Excerpts of pointing data
——
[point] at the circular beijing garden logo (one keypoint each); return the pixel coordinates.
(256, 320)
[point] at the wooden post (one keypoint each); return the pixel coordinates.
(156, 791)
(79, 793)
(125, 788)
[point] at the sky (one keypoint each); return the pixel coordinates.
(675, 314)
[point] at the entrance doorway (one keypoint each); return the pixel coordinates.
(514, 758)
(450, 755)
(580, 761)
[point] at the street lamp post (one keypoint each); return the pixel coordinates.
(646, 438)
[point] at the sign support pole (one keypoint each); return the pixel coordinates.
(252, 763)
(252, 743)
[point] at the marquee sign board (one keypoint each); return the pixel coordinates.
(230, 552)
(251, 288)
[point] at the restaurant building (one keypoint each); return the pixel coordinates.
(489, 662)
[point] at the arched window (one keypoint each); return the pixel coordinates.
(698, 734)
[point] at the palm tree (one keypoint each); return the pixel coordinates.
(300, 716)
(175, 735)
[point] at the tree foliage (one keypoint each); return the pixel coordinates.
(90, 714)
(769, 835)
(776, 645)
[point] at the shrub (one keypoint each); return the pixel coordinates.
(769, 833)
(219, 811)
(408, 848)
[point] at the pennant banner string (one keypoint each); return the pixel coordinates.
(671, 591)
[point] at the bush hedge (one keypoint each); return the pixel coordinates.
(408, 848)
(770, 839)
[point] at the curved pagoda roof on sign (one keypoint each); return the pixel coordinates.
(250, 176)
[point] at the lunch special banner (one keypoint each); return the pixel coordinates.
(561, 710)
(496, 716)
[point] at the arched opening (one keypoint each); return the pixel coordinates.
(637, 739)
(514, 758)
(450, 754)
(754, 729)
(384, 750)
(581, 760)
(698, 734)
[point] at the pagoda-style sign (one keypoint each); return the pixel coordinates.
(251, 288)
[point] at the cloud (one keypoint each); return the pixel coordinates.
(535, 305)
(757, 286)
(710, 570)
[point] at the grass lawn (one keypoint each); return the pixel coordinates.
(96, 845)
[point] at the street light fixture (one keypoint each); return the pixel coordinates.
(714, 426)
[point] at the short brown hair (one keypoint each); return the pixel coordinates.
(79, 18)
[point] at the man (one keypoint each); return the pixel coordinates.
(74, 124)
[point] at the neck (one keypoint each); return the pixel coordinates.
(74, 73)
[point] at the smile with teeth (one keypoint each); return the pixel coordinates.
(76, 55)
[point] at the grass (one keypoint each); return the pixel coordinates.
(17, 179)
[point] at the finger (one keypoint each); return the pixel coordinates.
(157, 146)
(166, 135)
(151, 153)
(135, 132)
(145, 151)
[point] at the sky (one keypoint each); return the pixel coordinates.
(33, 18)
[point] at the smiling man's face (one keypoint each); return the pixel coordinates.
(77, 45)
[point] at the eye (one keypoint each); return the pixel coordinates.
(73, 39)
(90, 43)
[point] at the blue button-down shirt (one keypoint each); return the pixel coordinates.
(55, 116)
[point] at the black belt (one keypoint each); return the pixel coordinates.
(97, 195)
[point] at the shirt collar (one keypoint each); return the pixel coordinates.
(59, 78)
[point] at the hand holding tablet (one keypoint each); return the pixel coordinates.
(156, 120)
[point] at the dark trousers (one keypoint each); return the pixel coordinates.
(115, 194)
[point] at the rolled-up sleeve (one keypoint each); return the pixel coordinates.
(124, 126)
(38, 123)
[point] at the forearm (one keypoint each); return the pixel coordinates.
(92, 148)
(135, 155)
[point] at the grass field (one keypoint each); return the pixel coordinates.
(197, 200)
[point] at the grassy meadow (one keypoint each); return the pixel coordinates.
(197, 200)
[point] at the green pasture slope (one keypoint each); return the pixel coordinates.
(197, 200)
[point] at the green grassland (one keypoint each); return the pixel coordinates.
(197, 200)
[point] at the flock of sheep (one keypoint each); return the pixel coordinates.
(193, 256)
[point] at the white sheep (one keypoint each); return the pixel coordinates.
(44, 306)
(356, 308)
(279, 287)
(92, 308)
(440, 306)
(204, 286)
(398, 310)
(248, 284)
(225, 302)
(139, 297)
——
Reproduce the lines from the one containing "[point] at the smiling" through the final line, keeping the requests, and offset every coordinate in the answers by adding -9.

[point] at the smiling man's face (one keypoint each); return the pixel coordinates.
(68, 36)
[point] at the eye (one keypoint each); return the pixel coordinates.
(64, 30)
(81, 34)
[point] at the blue button-down shirt (one keypoint each); return the pixel coordinates.
(46, 107)
[point] at the black belt (one keypoint each); return the pixel coordinates.
(88, 186)
[point] at the shirt collar (one keypoint each); return the pixel coordinates.
(50, 69)
[point] at the hand holding tablet (one keypoint each); return the pixel coordinates.
(147, 111)
[point] at the dark trousers (one keypoint each); return the pixel coordinates.
(106, 185)
[point] at the rolled-up sleeve (one keypoint each); return the pixel coordinates.
(115, 117)
(29, 114)
[point] at the forearm (one keypoint each); return the pixel coordinates.
(83, 139)
(126, 146)
[point] at the grass field (one keypoint each); return the pixel coordinates.
(188, 191)
[point] at the grassy meadow (one keypoint each); return the pixel coordinates.
(188, 191)
[point] at the green pasture slope (one keypoint each); return the pixel coordinates.
(188, 191)
[point] at the green grassland (one keypoint each); return the pixel coordinates.
(188, 191)
[point] at the flock of sheep (one keypoint each); return the pixel coordinates.
(184, 247)
[point] at the white sheep (one keypoint each); return the pixel coordinates.
(35, 297)
(347, 299)
(270, 278)
(83, 299)
(431, 297)
(195, 277)
(389, 301)
(239, 275)
(216, 293)
(130, 288)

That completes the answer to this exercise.